** EXERCISE REQUIREMENTS **
Can you gather every line in the items below that contains the word "boundary", copying each such line in full?

** SUPPLIED MATERIAL **
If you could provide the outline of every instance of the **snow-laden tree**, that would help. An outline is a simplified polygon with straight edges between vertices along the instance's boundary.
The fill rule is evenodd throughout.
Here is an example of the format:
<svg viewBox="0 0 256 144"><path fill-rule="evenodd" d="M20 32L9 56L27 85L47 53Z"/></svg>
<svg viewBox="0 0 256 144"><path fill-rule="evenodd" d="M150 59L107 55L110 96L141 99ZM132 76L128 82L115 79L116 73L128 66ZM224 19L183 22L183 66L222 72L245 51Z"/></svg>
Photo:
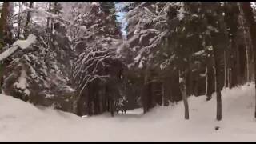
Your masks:
<svg viewBox="0 0 256 144"><path fill-rule="evenodd" d="M121 31L110 3L88 2L86 5L89 6L88 11L73 10L76 16L70 30L78 28L79 30L77 34L70 33L78 56L70 76L72 85L79 90L76 107L78 114L91 115L92 110L94 114L104 111L103 106L107 105L113 115L114 101L120 95L118 83L122 64L116 50L120 43ZM112 8L114 8L113 6ZM98 90L95 91L94 86ZM87 113L82 114L85 110Z"/></svg>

** ANSWER IN FULL **
If you could provide the outline of every instance of the **snow-laden tree**, that would help. An outline is a simplified polygon with straight edges between vertices along the instance's boundary.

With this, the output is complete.